◆ **Stated problem**:
State how many lines in the items below contain the word "room", giving only the number.
--- start of Available data ---
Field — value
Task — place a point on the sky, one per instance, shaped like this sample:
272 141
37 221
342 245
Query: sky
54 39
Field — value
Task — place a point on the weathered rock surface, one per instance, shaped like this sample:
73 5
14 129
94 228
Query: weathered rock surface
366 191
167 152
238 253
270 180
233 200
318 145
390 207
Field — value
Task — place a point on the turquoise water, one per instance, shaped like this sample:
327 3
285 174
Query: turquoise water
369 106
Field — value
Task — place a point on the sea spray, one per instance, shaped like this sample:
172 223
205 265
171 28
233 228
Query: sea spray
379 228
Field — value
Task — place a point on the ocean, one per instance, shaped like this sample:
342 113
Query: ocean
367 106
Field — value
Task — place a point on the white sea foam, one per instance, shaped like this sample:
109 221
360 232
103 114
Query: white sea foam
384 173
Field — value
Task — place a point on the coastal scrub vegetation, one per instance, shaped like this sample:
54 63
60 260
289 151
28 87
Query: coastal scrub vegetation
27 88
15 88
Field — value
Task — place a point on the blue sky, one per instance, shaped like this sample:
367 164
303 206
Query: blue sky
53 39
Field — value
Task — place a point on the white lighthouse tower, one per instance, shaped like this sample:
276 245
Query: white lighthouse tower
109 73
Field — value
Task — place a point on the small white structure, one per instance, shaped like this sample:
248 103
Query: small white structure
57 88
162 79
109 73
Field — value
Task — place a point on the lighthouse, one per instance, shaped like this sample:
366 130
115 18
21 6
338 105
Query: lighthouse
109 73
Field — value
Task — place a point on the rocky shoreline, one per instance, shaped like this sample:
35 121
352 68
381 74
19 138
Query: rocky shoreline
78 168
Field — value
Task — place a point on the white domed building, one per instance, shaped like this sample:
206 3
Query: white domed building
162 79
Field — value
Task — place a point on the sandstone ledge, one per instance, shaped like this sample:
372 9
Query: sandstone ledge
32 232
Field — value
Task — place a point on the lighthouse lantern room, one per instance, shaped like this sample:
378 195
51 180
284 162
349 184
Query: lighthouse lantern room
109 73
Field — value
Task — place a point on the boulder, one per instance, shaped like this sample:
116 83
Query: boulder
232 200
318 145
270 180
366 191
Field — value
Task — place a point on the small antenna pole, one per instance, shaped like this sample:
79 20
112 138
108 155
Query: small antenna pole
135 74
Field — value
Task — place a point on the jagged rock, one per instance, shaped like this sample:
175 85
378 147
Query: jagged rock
--- end of Available data ---
◆ **Response to this exercise**:
2